**THE REQUEST**
Rewrite the lines below with "glowing light strip" changed to "desk lamp", keeping everything else the same. Leave the picture out.

--- BEGIN INPUT RECORDS ---

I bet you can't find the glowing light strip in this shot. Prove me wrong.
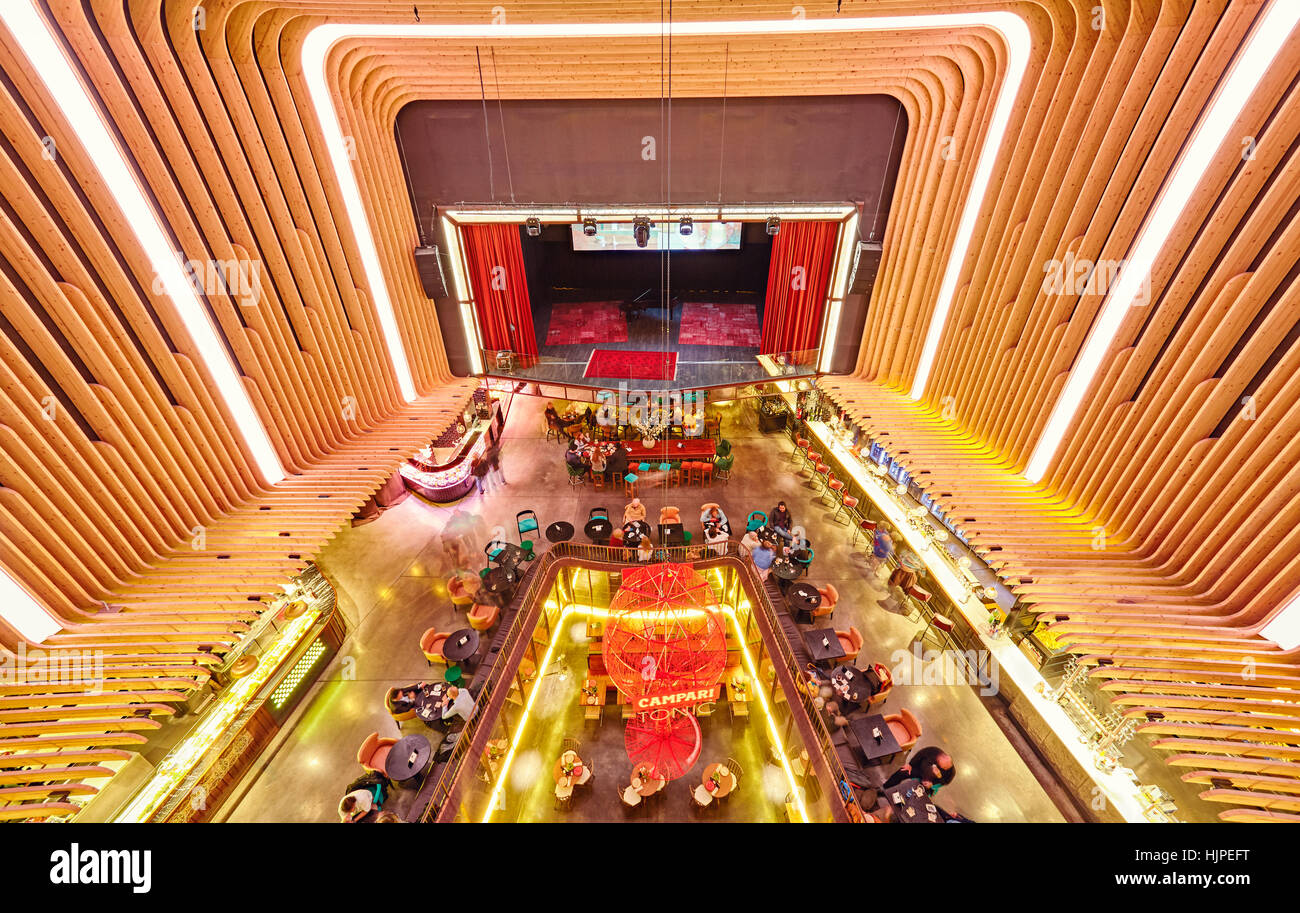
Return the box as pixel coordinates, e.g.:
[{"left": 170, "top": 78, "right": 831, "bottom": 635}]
[
  {"left": 113, "top": 609, "right": 321, "bottom": 823},
  {"left": 0, "top": 568, "right": 60, "bottom": 644},
  {"left": 1024, "top": 0, "right": 1300, "bottom": 481},
  {"left": 302, "top": 10, "right": 1030, "bottom": 399},
  {"left": 0, "top": 0, "right": 285, "bottom": 485},
  {"left": 480, "top": 593, "right": 809, "bottom": 825}
]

--- END INPUT RECORDS ---

**SOLUTION TO THIS PROBLEM**
I bet you can't find the desk lamp in this shot. Prove me wrong.
Return the box as pixel coordinates, e.g.:
[{"left": 170, "top": 78, "right": 831, "bottom": 635}]
[
  {"left": 113, "top": 609, "right": 321, "bottom": 823},
  {"left": 0, "top": 568, "right": 60, "bottom": 644},
  {"left": 1024, "top": 0, "right": 1300, "bottom": 481},
  {"left": 302, "top": 10, "right": 1030, "bottom": 399},
  {"left": 0, "top": 0, "right": 285, "bottom": 485},
  {"left": 480, "top": 593, "right": 809, "bottom": 825}
]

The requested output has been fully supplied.